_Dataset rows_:

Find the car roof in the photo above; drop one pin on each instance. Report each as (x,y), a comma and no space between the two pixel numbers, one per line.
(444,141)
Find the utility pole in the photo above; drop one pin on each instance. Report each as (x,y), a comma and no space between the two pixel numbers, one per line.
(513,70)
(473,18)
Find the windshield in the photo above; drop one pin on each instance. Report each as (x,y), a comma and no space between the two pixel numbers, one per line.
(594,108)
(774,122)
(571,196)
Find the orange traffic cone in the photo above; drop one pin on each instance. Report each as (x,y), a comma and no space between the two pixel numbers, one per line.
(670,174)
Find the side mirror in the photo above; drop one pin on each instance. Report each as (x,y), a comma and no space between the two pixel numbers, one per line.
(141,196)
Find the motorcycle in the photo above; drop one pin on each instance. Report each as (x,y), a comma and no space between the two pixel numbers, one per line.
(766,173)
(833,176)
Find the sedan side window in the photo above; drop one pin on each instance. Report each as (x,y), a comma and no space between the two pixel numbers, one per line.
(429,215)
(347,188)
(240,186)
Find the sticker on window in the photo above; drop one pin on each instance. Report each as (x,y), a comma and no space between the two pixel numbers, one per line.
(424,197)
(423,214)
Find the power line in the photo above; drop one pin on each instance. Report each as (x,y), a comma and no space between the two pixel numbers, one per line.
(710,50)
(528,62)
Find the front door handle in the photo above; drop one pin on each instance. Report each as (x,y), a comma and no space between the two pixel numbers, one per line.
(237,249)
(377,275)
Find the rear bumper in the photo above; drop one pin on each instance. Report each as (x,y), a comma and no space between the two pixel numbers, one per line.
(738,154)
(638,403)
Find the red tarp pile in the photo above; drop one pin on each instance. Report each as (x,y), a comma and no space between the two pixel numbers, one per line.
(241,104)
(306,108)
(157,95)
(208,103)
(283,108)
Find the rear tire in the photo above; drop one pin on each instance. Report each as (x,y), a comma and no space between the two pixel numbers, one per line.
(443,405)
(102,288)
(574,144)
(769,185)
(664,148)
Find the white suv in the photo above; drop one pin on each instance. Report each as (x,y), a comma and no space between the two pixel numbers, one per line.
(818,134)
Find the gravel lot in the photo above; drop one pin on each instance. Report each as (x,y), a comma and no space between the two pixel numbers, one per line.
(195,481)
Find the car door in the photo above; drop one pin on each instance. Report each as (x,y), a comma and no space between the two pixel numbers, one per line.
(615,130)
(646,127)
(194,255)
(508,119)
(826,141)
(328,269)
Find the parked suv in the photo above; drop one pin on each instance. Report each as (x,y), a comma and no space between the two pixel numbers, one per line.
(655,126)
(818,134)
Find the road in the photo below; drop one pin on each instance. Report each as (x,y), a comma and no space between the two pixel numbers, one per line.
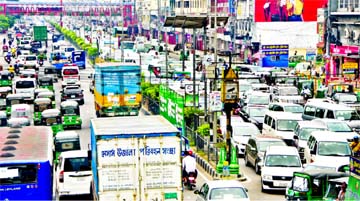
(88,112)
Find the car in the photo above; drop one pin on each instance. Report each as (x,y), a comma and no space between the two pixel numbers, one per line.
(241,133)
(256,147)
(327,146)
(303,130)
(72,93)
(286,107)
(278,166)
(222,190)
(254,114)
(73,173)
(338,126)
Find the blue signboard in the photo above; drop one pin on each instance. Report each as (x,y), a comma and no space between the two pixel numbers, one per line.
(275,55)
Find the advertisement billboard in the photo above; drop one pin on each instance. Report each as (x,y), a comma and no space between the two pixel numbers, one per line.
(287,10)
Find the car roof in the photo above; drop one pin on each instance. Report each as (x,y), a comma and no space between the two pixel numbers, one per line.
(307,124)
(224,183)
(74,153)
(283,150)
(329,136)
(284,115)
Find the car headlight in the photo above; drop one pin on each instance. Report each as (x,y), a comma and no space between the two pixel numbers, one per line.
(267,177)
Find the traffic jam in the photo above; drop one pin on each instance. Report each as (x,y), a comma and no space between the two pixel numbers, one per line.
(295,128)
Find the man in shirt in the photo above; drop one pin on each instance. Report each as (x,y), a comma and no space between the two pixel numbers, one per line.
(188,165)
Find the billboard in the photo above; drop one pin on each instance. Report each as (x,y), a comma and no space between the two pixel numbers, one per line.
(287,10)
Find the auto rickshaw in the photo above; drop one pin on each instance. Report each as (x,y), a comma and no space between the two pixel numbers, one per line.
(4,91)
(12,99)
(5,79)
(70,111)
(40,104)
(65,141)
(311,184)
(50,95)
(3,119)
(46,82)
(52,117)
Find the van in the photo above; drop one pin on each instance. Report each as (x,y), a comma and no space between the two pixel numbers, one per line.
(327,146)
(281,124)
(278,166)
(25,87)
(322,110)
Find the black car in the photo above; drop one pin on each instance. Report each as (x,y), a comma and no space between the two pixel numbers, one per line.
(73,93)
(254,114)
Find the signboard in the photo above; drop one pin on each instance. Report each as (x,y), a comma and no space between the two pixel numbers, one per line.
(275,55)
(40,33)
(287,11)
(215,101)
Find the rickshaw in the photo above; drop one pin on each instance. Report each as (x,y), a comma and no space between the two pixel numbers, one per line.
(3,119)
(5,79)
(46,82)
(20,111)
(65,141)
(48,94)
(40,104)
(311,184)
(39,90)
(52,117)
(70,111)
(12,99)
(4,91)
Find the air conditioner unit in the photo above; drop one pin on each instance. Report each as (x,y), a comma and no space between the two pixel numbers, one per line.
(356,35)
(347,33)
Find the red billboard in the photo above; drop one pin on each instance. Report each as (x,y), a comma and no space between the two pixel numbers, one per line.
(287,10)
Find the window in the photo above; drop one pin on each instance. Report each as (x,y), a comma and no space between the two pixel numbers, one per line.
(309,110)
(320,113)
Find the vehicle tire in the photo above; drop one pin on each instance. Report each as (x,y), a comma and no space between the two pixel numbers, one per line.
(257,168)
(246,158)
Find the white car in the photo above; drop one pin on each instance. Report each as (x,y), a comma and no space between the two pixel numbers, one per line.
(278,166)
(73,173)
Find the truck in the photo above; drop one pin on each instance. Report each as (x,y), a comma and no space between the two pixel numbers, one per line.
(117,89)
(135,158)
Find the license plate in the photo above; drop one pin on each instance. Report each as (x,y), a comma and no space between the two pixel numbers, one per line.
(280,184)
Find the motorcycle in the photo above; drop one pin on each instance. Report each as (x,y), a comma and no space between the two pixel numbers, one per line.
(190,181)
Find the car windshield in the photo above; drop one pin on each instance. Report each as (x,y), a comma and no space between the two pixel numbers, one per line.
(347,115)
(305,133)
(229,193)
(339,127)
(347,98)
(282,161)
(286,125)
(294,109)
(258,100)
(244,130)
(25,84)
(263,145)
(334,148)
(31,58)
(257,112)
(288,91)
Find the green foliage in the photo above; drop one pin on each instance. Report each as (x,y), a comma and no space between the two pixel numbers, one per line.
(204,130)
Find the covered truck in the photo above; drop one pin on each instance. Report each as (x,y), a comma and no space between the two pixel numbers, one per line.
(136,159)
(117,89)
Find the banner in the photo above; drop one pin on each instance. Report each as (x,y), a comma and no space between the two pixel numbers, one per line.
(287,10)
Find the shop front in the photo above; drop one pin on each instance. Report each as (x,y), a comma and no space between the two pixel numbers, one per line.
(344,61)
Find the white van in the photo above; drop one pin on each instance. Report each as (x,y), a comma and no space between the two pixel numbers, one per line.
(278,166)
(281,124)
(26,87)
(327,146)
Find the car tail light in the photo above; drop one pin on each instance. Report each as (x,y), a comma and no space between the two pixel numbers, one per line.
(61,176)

_Short task_:
Write out each line of the data exactly; the images should be left out.

_Answer below_:
Find the car roof in the photo above; drop one pin on each instance. Report each as (x,y), a comma and no space between the two pixel numbers, one per line.
(444,141)
Find the utility pole in the photo above; drop one pin on each instance. Report each as (x,y), a comma and no space between the two pixel numbers, one per line.
(513,70)
(473,18)
Find the windshield in the photo above; drop one pin on each instance. Report each as (x,y), a comma and no space between the two pixel numbers, one per line.
(594,108)
(774,122)
(571,196)
Find the orange traffic cone in the photo above; drop one pin on each instance. Report each as (x,y), a comma and no space between the two pixel numbers, one per line.
(670,174)
Find the side mirror in the photo above; drop one pin on each instance. Report each as (x,y), a comma and no space between the two pixel numbers, one per line.
(141,196)
Find the motorcycle in the photo above; drop one pin on each instance. Report each as (x,y), a comma and no space between the two pixel numbers, one per line.
(766,173)
(833,176)
Find the sedan side window in the photo above; drop one pin on each instance. Report each as (x,y), a comma and no space between the two pixel numbers, one per line.
(429,215)
(347,188)
(240,186)
Find the sticker on window in the photo above; drop one pin on each instance. Report each as (x,y), a comma and no space between the two pixel numbers, one per line.
(424,197)
(423,214)
Find the power line in the photo above; drop one pin on each instance. Report each as (x,y), a comma and no space between the two pixel numbers, one per line.
(710,50)
(528,62)
Find the front door handle in the photo above; drop one pin on each instance. Report each as (x,y), a comma and no space between the two pixel numbers, one per line.
(237,249)
(377,275)
Find the rear bumper in the photo above; drop one pin on each instance. Report each as (x,y), a comma and no space between the two pixel numbers, one per line.
(738,154)
(638,403)
Find the red tarp pile in the photo above; drop one pin on each instance. Report each as (x,y), a comma and no space between the two pixel numbers, one per line.
(241,104)
(306,108)
(157,95)
(208,103)
(283,108)
Find the rear tire in the photo above; drop one pin on each instance. Report each as (x,y), a comma and no space between the two pixel numbers, one per line.
(443,405)
(102,288)
(574,144)
(769,185)
(664,148)
Find the white suv in the photo above; drop one pin on each instance. Report each as (x,y), a comma and no space between the two pixel numbers, one per line.
(818,134)
Find the gravel lot in the photo above; drop one pin on each instance. Report each as (x,y), a comma and no space between the two pixel numbers, one per line.
(195,481)
Find the car door in the photo above; drop one pin on each instance. Report each as (x,y), a comma and no space between the two pixel numbers, one per line.
(615,130)
(646,127)
(194,255)
(508,119)
(826,141)
(328,269)
Find the parked suv in the photo above; drop one pin on each instance. Report each as (x,y), a comma and no space between the two pixel numbers, one per line.
(655,126)
(818,134)
Find the road in the photo below; drop one pin on each instance. Report each as (x,y), a comma and no space between the two pixel numbers, one per line.
(88,112)
Find the car in the photo above; drop one pin on each instance. Report each as (x,y), a comma and no space between the two pixel numbers, one per line.
(241,133)
(256,147)
(327,146)
(303,130)
(72,93)
(286,107)
(278,166)
(222,190)
(254,114)
(73,173)
(338,126)
Find the blue signboard in the photo above; drop one pin on each instance. Report each as (x,y), a comma and no space between the two pixel numbers, one per line.
(275,55)
Find the advertisement billboard in the photo above; drop one pin on each instance. Report each as (x,y), a comma and no space between the two pixel numbers, one per line.
(287,10)
Find the car roof in the photo above; drop one pin on each instance. Report each as (x,y), a comma and no space between the two pixel numbers, one per line.
(307,124)
(224,183)
(74,153)
(283,150)
(329,136)
(284,115)
Find the car headlight in the photo above; drop one pin on each instance. Report each as (x,y), a comma and no space between the two pixel numbers, one per line.
(267,177)
Find the traffic jam in the photo above; drop one pin on each instance. Report each as (x,y), a comma and no space between the two pixel numbers, one per line.
(295,128)
Find the man in shirt in the photo above; drop one pin on each instance. Report each as (x,y), a comma and no space between the two pixel numbers, one per line.
(188,165)
Find the billboard in the photo above; drop one pin on each instance. Report each as (x,y), a comma and no space between the two pixel numbers, one per line.
(287,10)
Find the auto rickshaw in the photo above; drop one pin on each instance. Report each as (x,y), a comma and no space between the two pixel numbers, one per line.
(4,91)
(12,99)
(5,79)
(70,111)
(40,104)
(65,141)
(311,184)
(50,95)
(3,119)
(46,82)
(52,117)
Find the van in the photo above; drop one pin on each instance. Report each as (x,y), a comma and no space between the two pixel numbers, one per line.
(327,146)
(281,124)
(278,166)
(25,87)
(322,110)
Find the black car in the photo above; drop one pin on each instance. Report each as (x,y), a comma and no space between the two pixel numbers, one per line.
(73,93)
(254,114)
Find the signboard in the photo above; drop one pin on each instance. Report each as (x,y), a comma and no space between the two pixel numbers, one per line.
(275,55)
(40,33)
(287,11)
(215,101)
Find the rickshaw in the photo above; drop one pin on each instance. Report each as (x,y), a comma and no space between the two pixel numbers, one per line.
(3,119)
(5,79)
(46,82)
(20,111)
(65,141)
(48,94)
(40,104)
(311,184)
(39,90)
(52,117)
(70,111)
(12,99)
(4,91)
Find the air conditioner unit in the photo above; drop one pin on each instance. Report each as (x,y), a comma and no space between the two pixel numbers, one per line.
(356,35)
(347,33)
Find the red billboard in the photo above; drop one pin on each instance. Report each as (x,y), a comma and no space between the two pixel numbers, one per line.
(287,10)
Find the window in the photo above; drop one pin on each instance. Report each as (x,y), a comma and no space between the two pixel numbers, one per line.
(309,110)
(320,113)
Find the vehicle tire in the photo above; drop one pin on each instance. Report each as (x,y), a comma and no space between the two pixel numbers, one per line.
(257,168)
(246,158)
Find the white car in the photo above; drop one pin on each instance. Report each as (x,y), a comma and no space between the two pixel numbers, one per line.
(278,166)
(73,173)
Find the truck in the photo above; drop one pin on each instance. Report each as (x,y), a comma and no space between the two pixel numbers, one per line.
(117,89)
(135,158)
Find the license plate in the photo above; drop one pin on each instance. Report each as (x,y), a comma and no space between the two pixel numbers, one per line.
(280,184)
Find the motorcycle in the photo above; drop one pin on each instance. Report each as (x,y), a comma and no space between the two pixel numbers, one per line.
(190,181)
Find the car windshield in the photo above; drop one pin on each instance. Report each as (x,y), a comma and no space between the two pixel numbers, one per line.
(347,115)
(305,133)
(229,193)
(339,127)
(347,98)
(282,161)
(286,125)
(294,109)
(258,100)
(244,130)
(25,84)
(263,145)
(334,148)
(31,58)
(257,112)
(288,91)
Find the green foliage in the photo above; drop one pin on each instance. Report each as (x,y), a comma and no space between the two pixel numbers, one per line.
(204,130)
Find the covered truck in the photo above; drop one pin on each instance. Report each as (x,y), a comma and no space between the two pixel numbers, one per line.
(136,159)
(117,89)
Find the banner in the photo above; drop one pin on each instance. Report each as (x,y), a comma and no space between the two pixel numbers, one per line.
(287,10)
Find the shop front in the photo above; drop one pin on each instance. Report each as (x,y), a comma and no space between the two pixel numbers, one per line.
(344,61)
Find the white van in the photo above; drop one pin on each instance. Report each as (x,y), a comma and no space between the two pixel numbers, one per line.
(278,166)
(281,124)
(26,87)
(327,146)
Find the car tail light in the photo above; drop one pin on each instance. Report each as (x,y), a comma and no space between the two pixel numbers, one per line.
(61,176)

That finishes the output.